* BEGIN Records for processing *

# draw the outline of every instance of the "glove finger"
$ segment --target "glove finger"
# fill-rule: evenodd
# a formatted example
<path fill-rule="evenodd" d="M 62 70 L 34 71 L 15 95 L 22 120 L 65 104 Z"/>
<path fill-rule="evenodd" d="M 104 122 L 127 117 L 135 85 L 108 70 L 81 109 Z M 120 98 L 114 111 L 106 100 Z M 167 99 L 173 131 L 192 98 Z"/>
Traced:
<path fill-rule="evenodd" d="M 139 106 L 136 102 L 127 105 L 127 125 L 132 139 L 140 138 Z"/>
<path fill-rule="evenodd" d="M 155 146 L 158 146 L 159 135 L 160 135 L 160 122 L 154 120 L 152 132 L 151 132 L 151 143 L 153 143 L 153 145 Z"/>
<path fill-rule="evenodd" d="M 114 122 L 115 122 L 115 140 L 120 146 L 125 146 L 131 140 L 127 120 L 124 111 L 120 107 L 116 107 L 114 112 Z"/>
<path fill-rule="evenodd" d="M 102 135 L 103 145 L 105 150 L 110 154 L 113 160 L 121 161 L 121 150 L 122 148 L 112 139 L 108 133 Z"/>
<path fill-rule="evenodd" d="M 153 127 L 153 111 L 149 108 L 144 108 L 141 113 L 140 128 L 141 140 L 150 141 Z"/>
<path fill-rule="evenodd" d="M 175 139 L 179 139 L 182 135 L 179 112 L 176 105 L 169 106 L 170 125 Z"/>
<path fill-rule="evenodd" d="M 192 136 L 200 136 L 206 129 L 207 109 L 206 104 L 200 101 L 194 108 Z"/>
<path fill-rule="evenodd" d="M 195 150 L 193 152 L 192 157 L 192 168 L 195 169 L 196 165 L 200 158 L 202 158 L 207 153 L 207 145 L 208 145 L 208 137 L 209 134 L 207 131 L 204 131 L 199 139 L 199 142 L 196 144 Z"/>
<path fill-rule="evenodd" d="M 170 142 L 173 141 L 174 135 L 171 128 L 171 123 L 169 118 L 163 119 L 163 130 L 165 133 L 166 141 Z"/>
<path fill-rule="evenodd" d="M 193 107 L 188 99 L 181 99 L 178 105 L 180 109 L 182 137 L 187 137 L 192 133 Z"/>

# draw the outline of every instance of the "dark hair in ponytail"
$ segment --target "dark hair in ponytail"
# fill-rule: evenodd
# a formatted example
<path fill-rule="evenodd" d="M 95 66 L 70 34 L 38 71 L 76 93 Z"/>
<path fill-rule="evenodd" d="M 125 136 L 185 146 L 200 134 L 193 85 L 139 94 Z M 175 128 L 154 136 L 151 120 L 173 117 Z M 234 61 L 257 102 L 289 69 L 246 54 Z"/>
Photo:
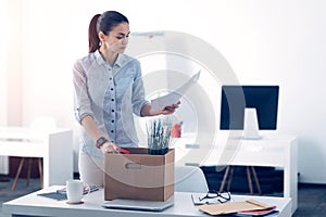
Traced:
<path fill-rule="evenodd" d="M 100 38 L 98 35 L 100 31 L 108 36 L 108 34 L 121 23 L 129 23 L 129 21 L 125 15 L 116 11 L 106 11 L 102 14 L 95 15 L 88 28 L 88 52 L 92 53 L 100 48 Z"/>

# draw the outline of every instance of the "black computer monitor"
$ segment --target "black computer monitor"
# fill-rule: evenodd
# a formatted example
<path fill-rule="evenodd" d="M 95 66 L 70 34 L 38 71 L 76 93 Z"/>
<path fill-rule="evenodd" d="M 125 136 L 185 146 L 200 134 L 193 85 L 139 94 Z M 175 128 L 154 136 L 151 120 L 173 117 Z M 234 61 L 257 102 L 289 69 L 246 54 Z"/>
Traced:
<path fill-rule="evenodd" d="M 256 108 L 259 129 L 276 130 L 278 86 L 223 86 L 221 100 L 222 130 L 242 130 L 244 108 Z"/>

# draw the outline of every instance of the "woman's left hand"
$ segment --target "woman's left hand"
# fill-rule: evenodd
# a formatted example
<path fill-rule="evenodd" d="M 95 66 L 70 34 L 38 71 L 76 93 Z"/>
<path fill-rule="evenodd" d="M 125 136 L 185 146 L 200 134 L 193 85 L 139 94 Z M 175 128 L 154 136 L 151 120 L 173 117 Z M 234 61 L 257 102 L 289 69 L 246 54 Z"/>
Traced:
<path fill-rule="evenodd" d="M 170 114 L 173 114 L 175 112 L 176 108 L 179 107 L 179 104 L 181 102 L 178 101 L 176 104 L 173 104 L 173 105 L 170 105 L 170 106 L 166 106 L 164 107 L 164 110 L 162 110 L 162 115 L 170 115 Z"/>

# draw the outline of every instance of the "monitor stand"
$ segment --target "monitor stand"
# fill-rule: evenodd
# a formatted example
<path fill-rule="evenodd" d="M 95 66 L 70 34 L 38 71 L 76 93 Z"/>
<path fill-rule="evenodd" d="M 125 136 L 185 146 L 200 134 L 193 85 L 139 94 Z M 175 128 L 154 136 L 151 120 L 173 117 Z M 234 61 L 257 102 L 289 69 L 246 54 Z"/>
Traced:
<path fill-rule="evenodd" d="M 254 107 L 246 107 L 242 139 L 256 140 L 260 138 L 256 110 Z"/>

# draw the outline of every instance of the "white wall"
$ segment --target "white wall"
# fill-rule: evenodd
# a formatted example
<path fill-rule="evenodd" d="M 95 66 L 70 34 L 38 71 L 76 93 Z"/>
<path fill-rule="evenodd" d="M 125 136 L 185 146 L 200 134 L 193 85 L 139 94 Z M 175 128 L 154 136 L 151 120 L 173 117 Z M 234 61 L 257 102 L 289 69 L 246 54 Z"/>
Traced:
<path fill-rule="evenodd" d="M 280 85 L 278 127 L 299 136 L 299 180 L 326 183 L 326 173 L 321 173 L 326 167 L 326 1 L 29 0 L 22 4 L 23 123 L 52 115 L 60 127 L 76 127 L 72 65 L 87 53 L 91 16 L 117 10 L 128 16 L 131 31 L 177 30 L 208 41 L 226 58 L 241 84 Z"/>

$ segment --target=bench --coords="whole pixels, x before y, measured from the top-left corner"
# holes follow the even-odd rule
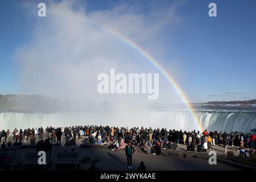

* END Records for processing *

**Task details**
Each line in the records above should be reproduced exactly; images are not copied.

**The reply**
# draw the outline of every instance of the "glove finger"
$ segment --target "glove finger"
# fill-rule: evenodd
# a formatted example
<path fill-rule="evenodd" d="M 62 70 L 34 71 L 15 95 L 22 120 L 65 104 Z"/>
<path fill-rule="evenodd" d="M 104 122 L 127 117 L 135 85 L 108 70 L 81 109 Z M 120 98 L 114 111 L 106 100 Z M 167 99 L 173 131 L 192 98 Z"/>
Traced:
<path fill-rule="evenodd" d="M 139 106 L 136 102 L 127 105 L 127 125 L 132 139 L 140 138 Z"/>
<path fill-rule="evenodd" d="M 155 146 L 158 146 L 159 135 L 160 135 L 160 122 L 154 120 L 152 132 L 151 132 L 151 143 L 153 143 L 153 145 Z"/>
<path fill-rule="evenodd" d="M 114 122 L 115 122 L 115 140 L 120 146 L 125 146 L 131 140 L 127 120 L 124 111 L 120 107 L 116 107 L 114 112 Z"/>
<path fill-rule="evenodd" d="M 102 135 L 103 145 L 105 150 L 110 154 L 113 160 L 121 161 L 121 150 L 122 148 L 112 139 L 108 133 Z"/>
<path fill-rule="evenodd" d="M 153 127 L 153 111 L 149 108 L 144 108 L 141 113 L 140 128 L 141 140 L 150 141 Z"/>
<path fill-rule="evenodd" d="M 175 139 L 179 139 L 182 135 L 179 112 L 176 105 L 169 106 L 170 125 Z"/>
<path fill-rule="evenodd" d="M 192 136 L 200 136 L 206 129 L 207 109 L 206 104 L 200 101 L 194 108 Z"/>
<path fill-rule="evenodd" d="M 195 150 L 193 152 L 192 157 L 192 168 L 195 169 L 196 165 L 200 158 L 202 158 L 207 153 L 207 145 L 208 145 L 208 137 L 209 134 L 207 131 L 204 131 L 199 139 L 199 142 L 196 144 Z"/>
<path fill-rule="evenodd" d="M 170 142 L 173 141 L 174 135 L 171 128 L 171 123 L 169 118 L 163 119 L 163 130 L 165 133 L 166 141 Z"/>
<path fill-rule="evenodd" d="M 193 107 L 188 99 L 181 99 L 178 105 L 180 109 L 182 137 L 187 137 L 192 133 Z"/>

# draw the outline of every instance of the "dark hair in ponytail"
$ segment --target "dark hair in ponytail"
# fill-rule: evenodd
# a formatted example
<path fill-rule="evenodd" d="M 95 66 L 70 34 L 38 71 L 76 93 Z"/>
<path fill-rule="evenodd" d="M 125 136 L 185 146 L 200 134 L 193 85 L 139 94 Z M 175 128 L 154 136 L 151 120 L 173 117 Z M 234 61 L 257 102 L 289 69 L 246 54 Z"/>
Photo:
Traced:
<path fill-rule="evenodd" d="M 100 38 L 98 35 L 100 31 L 108 36 L 108 34 L 121 23 L 129 23 L 129 21 L 125 15 L 116 11 L 106 11 L 102 14 L 95 15 L 88 28 L 88 52 L 92 53 L 100 48 Z"/>

# draw the outline of every instance of the "black computer monitor"
$ segment --target "black computer monitor"
# fill-rule: evenodd
# a formatted example
<path fill-rule="evenodd" d="M 95 66 L 70 34 L 38 71 L 76 93 Z"/>
<path fill-rule="evenodd" d="M 125 136 L 185 146 L 200 134 L 193 85 L 139 94 Z M 175 128 L 154 136 L 151 120 L 173 117 Z M 234 61 L 257 102 L 289 69 L 246 54 Z"/>
Traced:
<path fill-rule="evenodd" d="M 256 108 L 259 129 L 276 130 L 278 86 L 223 86 L 221 100 L 222 130 L 242 130 L 244 108 Z"/>

# draw the outline of every instance of the "woman's left hand"
$ segment --target "woman's left hand"
# fill-rule: evenodd
# a formatted example
<path fill-rule="evenodd" d="M 95 66 L 70 34 L 38 71 L 76 93 Z"/>
<path fill-rule="evenodd" d="M 125 136 L 185 146 L 200 134 L 193 85 L 139 94 Z M 175 128 L 154 136 L 151 120 L 173 117 Z M 234 61 L 257 102 L 289 69 L 246 54 Z"/>
Traced:
<path fill-rule="evenodd" d="M 170 114 L 173 114 L 175 112 L 176 108 L 179 107 L 179 104 L 181 102 L 178 101 L 176 104 L 173 104 L 173 105 L 170 105 L 170 106 L 166 106 L 164 107 L 164 110 L 162 110 L 162 115 L 170 115 Z"/>

# draw the outline of every instance of the "monitor stand"
$ segment --target "monitor stand"
# fill-rule: evenodd
# a formatted example
<path fill-rule="evenodd" d="M 95 66 L 70 34 L 38 71 L 76 93 Z"/>
<path fill-rule="evenodd" d="M 125 136 L 185 146 L 200 134 L 193 85 L 139 94 Z M 175 128 L 154 136 L 151 120 L 173 117 Z M 234 61 L 257 102 L 289 69 L 246 54 Z"/>
Traced:
<path fill-rule="evenodd" d="M 254 107 L 246 107 L 242 139 L 256 140 L 260 138 L 256 110 Z"/>

# draw the outline of every instance of the "white wall"
$ segment --target "white wall"
# fill-rule: evenodd
# a formatted example
<path fill-rule="evenodd" d="M 95 66 L 70 34 L 38 71 L 76 93 Z"/>
<path fill-rule="evenodd" d="M 125 136 L 185 146 L 200 134 L 193 85 L 139 94 Z M 175 128 L 154 136 L 151 120 L 173 117 Z M 234 61 L 257 102 L 289 69 L 246 54 Z"/>
Traced:
<path fill-rule="evenodd" d="M 280 85 L 278 127 L 299 136 L 299 180 L 326 183 L 326 173 L 321 173 L 326 167 L 326 1 L 29 0 L 22 4 L 23 123 L 52 115 L 60 127 L 76 127 L 72 65 L 87 53 L 91 16 L 117 10 L 128 16 L 131 31 L 177 30 L 208 41 L 226 58 L 241 84 Z"/>

$ segment --target=bench --coords="whole pixels, x before y, measured from the top-left corner"
# holes follow the even-odd rule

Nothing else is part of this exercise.